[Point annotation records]

##############################

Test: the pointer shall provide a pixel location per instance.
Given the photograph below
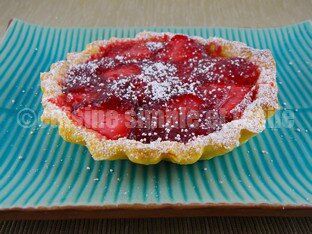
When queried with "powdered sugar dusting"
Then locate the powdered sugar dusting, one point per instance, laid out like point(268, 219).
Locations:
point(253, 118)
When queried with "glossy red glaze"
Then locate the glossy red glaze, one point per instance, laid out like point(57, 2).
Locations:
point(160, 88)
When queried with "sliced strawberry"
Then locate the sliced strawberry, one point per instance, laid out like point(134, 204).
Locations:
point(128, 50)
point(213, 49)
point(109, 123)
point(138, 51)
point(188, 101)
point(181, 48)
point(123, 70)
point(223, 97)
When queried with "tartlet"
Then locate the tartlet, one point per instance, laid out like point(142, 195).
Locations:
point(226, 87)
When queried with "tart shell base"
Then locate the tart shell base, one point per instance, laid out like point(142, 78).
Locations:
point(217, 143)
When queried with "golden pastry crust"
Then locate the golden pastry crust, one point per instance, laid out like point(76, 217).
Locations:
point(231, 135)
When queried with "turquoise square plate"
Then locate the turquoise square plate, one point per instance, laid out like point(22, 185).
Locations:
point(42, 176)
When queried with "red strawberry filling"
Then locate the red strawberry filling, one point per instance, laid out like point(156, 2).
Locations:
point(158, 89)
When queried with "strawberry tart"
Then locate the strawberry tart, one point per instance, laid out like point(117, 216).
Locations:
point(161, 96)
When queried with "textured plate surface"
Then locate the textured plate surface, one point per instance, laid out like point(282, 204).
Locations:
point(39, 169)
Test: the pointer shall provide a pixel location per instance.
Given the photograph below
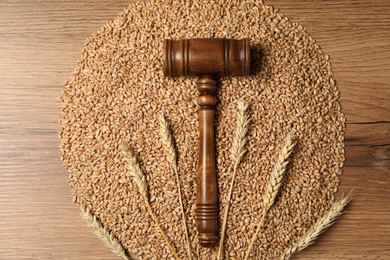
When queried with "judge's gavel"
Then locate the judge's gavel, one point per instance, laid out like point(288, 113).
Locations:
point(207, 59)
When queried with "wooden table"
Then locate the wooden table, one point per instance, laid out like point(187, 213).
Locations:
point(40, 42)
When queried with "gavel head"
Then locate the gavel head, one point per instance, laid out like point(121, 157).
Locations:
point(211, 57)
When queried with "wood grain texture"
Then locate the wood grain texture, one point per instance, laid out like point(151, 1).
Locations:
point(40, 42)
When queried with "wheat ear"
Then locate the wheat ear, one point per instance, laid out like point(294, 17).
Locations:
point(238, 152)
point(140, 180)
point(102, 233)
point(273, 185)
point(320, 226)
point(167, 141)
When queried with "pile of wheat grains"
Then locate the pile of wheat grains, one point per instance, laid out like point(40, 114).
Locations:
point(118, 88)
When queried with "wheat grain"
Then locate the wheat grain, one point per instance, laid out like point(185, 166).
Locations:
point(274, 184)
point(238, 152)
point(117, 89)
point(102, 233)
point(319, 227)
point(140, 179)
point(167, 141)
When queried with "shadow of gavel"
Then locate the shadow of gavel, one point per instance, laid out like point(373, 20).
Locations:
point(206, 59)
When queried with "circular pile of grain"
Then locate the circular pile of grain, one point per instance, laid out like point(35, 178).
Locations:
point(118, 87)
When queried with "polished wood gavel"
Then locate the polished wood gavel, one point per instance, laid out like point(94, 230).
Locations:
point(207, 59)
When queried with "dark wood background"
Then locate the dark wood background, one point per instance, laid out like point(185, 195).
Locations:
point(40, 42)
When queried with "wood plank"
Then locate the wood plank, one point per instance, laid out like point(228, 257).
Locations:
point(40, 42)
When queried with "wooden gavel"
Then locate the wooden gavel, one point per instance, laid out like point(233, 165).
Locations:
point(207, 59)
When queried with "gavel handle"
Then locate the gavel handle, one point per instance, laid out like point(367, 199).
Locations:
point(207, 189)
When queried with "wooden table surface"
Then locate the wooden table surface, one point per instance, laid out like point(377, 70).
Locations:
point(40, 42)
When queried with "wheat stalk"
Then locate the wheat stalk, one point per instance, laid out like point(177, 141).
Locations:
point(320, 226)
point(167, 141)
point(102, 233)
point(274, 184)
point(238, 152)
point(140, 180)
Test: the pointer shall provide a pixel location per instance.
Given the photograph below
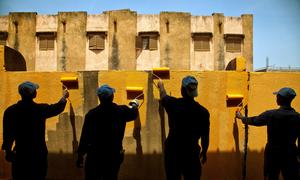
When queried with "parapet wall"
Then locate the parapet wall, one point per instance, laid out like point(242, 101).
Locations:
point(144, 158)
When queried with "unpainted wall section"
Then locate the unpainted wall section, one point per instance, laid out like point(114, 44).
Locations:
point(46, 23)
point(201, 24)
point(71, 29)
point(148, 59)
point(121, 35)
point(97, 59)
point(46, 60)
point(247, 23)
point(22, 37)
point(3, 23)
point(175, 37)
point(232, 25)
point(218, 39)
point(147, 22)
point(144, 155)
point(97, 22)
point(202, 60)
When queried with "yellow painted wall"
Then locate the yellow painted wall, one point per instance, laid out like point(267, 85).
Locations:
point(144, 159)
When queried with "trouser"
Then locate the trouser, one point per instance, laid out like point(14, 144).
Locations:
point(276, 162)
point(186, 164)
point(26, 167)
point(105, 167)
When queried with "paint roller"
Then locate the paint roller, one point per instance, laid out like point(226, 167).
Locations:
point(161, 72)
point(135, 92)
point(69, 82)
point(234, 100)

##############################

• _What is needed_:
Reproduce every line of the records above word for word, omitting the pictures.

• _Solution below_:
Test: the pointer shall provide a pixel location per instance.
Given the photograph below
When queried with "powdered sugar dusting"
Then locate the powdered sugar dusting, one point per instance, laid out like point(268, 219).
Locations:
point(253, 118)
When queried with "glossy red glaze"
Then locate the glossy red glaze, one point per instance, laid out like point(57, 2).
Locations:
point(160, 88)
When queried with "sliced strawberry"
Then locate the sliced strawberry, one point per instance, laid out like point(134, 204).
Locations:
point(128, 50)
point(213, 49)
point(109, 123)
point(138, 51)
point(188, 101)
point(181, 48)
point(123, 70)
point(223, 97)
When queried with "tartlet"
Then locate the tartlet, one point per instance, laid out like point(142, 195).
Locations:
point(226, 87)
When queried with "tart shell base"
Then locate the tart shell base, one point per instance, laid out like point(142, 78).
Locations:
point(217, 143)
When queried with "golden pastry crust"
Then locate the golden pastry crust, one point per instance, laid out like point(76, 217).
Locations:
point(231, 135)
When queried with "turquoise square plate"
Then locate the turquoise square plate, one point per instance, laid out like point(22, 185).
Locations:
point(42, 176)
When queried with "red strawberry filling"
Then locate the red strawberry filling, one point per instance, laid out like point(156, 2).
Locations:
point(158, 89)
When queried with "strawberry tart"
Then locate the strawberry tart, one point per instance, laid out like point(117, 216).
Locations:
point(161, 96)
When queried with "textured plate surface"
Then locate the textured plate surface, one point per instance, laid out like point(282, 204).
Locations:
point(39, 169)
Test: the pointer shall provide a pixel location per instance.
Given the photograph below
When queried with "judge's gavel"
Then locate the judge's gavel, one point per instance, laid out like point(288, 113).
Locations:
point(207, 59)
When queried with "wooden table"
Then locate the wooden table, one point per instance, laid out like point(187, 213).
Locations:
point(40, 42)
When queried with "gavel head"
Then locate the gavel head, one point per instance, laid out like point(121, 157).
Locations:
point(211, 57)
When queried with "wood grain texture"
Then locate the wood grain texture, one point per instance, laid out like point(151, 1).
Locations:
point(40, 42)
When queried with "wheat ear"
Then locate the wheat ear, one point per instance, laid out like point(294, 17).
Locations:
point(238, 152)
point(140, 180)
point(102, 233)
point(273, 185)
point(320, 226)
point(167, 141)
When queried with "pile of wheat grains"
Then locate the pile of wheat grains, one point per instance, laid out like point(40, 114).
Locations:
point(118, 88)
When queried with "wheat grain"
Then locate the wheat grain, one point per instance, laid out like point(185, 166).
Locations:
point(274, 184)
point(238, 152)
point(117, 89)
point(102, 233)
point(319, 227)
point(140, 179)
point(167, 141)
When queried with "shadow of gavel"
Then locate the shadow of gavel, one point per instance, laid out like point(373, 20).
Locations:
point(206, 59)
When queried with "circular pile of grain"
Then locate the circular pile of grain, one point per instance, laid out like point(35, 178).
Locations:
point(118, 87)
When queried with "polished wood gavel"
Then locate the polished wood gavel, one point per instance, laid out like point(94, 230).
Locations:
point(207, 59)
When queried with "dark wood background"
Then locate the dark wood background, one point per instance, laid out like point(185, 195).
Locations:
point(40, 42)
When queried with "wood plank"
Then locate the wood plank, one point per instance, laid out like point(228, 257).
Locations:
point(40, 42)
When queried with "wooden gavel"
Then locate the wooden gavel, one point per instance, laid out like point(233, 165).
Locations:
point(207, 59)
When queried with "gavel handle"
Then locate the gavel handle, one point per instance, laid out like point(367, 199).
Locations:
point(207, 189)
When queried with "wooden table surface"
Then locate the wooden table surface, one point per instance, laid out like point(377, 70).
Locations:
point(40, 42)
When queried with "wheat stalk"
Then locate the wheat stalk, one point per instance, laid out like point(177, 141).
Locations:
point(320, 226)
point(167, 141)
point(102, 233)
point(274, 184)
point(238, 152)
point(140, 180)
Test: the pointer shall provide a pixel location per instance.
Given the photograph below
When queried with "parapet wall"
Then locate the parapet wall, one point per instance, laid out like point(242, 101).
Locations:
point(144, 158)
When queried with "unpainted wall section"
Then locate the unpainted wall section, one point per instance, laid out like point(114, 44).
Locations:
point(46, 23)
point(201, 24)
point(71, 29)
point(148, 59)
point(121, 35)
point(97, 59)
point(46, 60)
point(247, 23)
point(22, 37)
point(3, 23)
point(175, 37)
point(232, 25)
point(218, 39)
point(147, 22)
point(144, 155)
point(97, 22)
point(202, 60)
When queried with "yellow painted wall"
Then locate the yellow painted wall, one point per instance, laid out like point(267, 85).
Locations:
point(144, 159)
When queried with "trouser"
Then locate the trouser, one point per instance, laid out like point(14, 144).
Locations:
point(276, 162)
point(186, 164)
point(26, 167)
point(105, 167)
When queried with "paint roller"
Then locate the paint roller, one point per instance, laid out like point(226, 167).
Locations:
point(161, 72)
point(135, 92)
point(69, 82)
point(234, 100)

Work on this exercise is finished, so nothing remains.